=== Apply what you read ===
1) In the forum thread on C# classes and structs, what does 12345swordy say there is no guarantee of when A is replaced with a new instance?
2) Extend the forum thread on C# classes and structs, picking up right after its last line.

=== Page text ===
------------------------------------------------
On Wednesday, 12 May 2021 at 01:58:39 UTC, 12345swordy wrote:
> No, classes are reference types, structs are values types in c#.
>
> -Alex

No, both are value type, but in the case of the class, the value contains a reference to the payload that you describe in the class's body. Consider:

class A {}
A a = new A();

void foo(A ainfoo) {
    ainfooo = new A();
}

foo(a);

Was "a" modified here? No it wasn't.

On Wednesday, 12 May 2021 at 02:07:14 UTC, deadalnix wrote:
> On Wednesday, 12 May 2021 at 01:58:39 UTC, 12345swordy wrote:
>> No, classes are reference types, structs are values types in c#.
>>
>> -Alex
>
> No, both are value type,
Wrong.

https://docs.microsoft.com/en-us/dotnet/csharp/language-reference/keywords/reference-types

> but in the case of the class, the value contains a reference to the payload that you describe in the class's body. Consider:
>
> class A {}
> A a = new A();
>
> void foo(A ainfoo) {
>     ainfooo = new A();
> }
>
> foo(a);
>
> Was "a" modified here?
Yes. A is being replace with the new instance of A that happens to have the same value here. There is no guarantee that they will share the same address.

- Alex

On Wednesday, 12 May 2021 at 02:21:06 UTC, 12345swordy wrote:
> On Wednesday, 12 May 2021 at 02:07:14 UTC, deadalnix wrote:
>> On Wednesday, 12 May 2021 at 01:58:39 UTC, 12345swordy wrote:
>>> No, classes are reference types, structs are values types in c#.
>>>
>>> -Alex
>>
>> No, both are value type,
> Wrong.
>
> https://docs.microsoft.com/en-us/dotnet/csharp/language-reference/keywords/reference-types
>
>> but in the case of the class, the value contains a reference to the payload that you describe in the class's body. Consider:
>>
>> class A {}
>> A a = new A();
>>
>> void foo(A ainfoo) {
>>     ainfooo = new A();
>> }
>>
>> foo(a);
>>
>> Was "a" modified here?
> Yes. A is being replace with the new instance of A that happens to have the same value here. There is no guarantee that they will share the same address.
>
> - Alex

In layman terms, just because I can replace the item in the box with the exact same box, it does not mean the box hasn't been modified.

- Alex

On Wednesday, 12 May 2021 at 02:22:52 UTC, 12345swordy wrote:
> On Wednesday, 12 May 2021 at 02:21:06 UTC, 12345swordy wrote:
>> On Wednesday, 12 May 2021 at 02:07:14 UTC, deadalnix wrote:
>>> On Wednesday, 12 May 2021 at 01:58:39 UTC, 12345swordy wrote:
>>>> No, classes are reference types, structs are values types in c#.
>>>>
>>>> -Alex
>>>
>>> No, both are value type,
>> Wrong.
------------------------------------------------
=== Supplied records ===
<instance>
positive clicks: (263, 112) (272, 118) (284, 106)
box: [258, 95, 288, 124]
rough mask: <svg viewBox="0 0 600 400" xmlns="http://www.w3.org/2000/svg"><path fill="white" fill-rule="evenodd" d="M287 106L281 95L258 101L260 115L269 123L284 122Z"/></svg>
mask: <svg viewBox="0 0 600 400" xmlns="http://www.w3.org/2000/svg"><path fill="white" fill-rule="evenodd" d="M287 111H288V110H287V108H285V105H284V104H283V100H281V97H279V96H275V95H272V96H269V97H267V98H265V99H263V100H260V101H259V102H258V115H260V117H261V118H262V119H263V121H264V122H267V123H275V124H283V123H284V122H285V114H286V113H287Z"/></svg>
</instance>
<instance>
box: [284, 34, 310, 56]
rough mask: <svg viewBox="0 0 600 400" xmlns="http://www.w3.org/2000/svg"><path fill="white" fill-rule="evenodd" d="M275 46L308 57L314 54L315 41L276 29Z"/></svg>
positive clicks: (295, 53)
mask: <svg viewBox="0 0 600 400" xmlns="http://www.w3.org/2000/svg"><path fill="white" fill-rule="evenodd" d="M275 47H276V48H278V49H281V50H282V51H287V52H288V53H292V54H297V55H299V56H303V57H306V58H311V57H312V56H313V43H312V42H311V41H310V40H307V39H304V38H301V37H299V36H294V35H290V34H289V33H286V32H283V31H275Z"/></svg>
------------------------------------------------
=== Answers by item ===
1) That the new instance and the original will share the same address.

2)
>>
>> https://docs.microsoft.com/en-us/dotnet/csharp/language-reference/keywords/reference-types
>>
>>> but in the case of the class, the value contains a reference to the payload that you describe in the class's body. Consider:
>>>
>>> class A {}
>>> A a = new A();
>>>
>>> void foo(A ainfoo) {
>>>     ainfooo = new A();
>>> }
>>>
>>> foo(a);
>>>
>>> Was "a" modified here?
>> Yes. A is being replace with the new instance of A that happens to have the same value here. There is no guarantee that they will share the same address.
>>
>> - Alex
>
> In layman terms, just because I can replace the item in the box with the exact same box, it does not mean the box hasn't been modified.
>
> - Alex
Woops, meant to say "with the exact same item."

-Alex

On Wednesday, 12 May 2021 at 02:21:06 UTC, 12345swordy wrote:
> Yes. A is being replace with the new instance of A that happens to have the same value here. There is no guarantee that they will share the same address.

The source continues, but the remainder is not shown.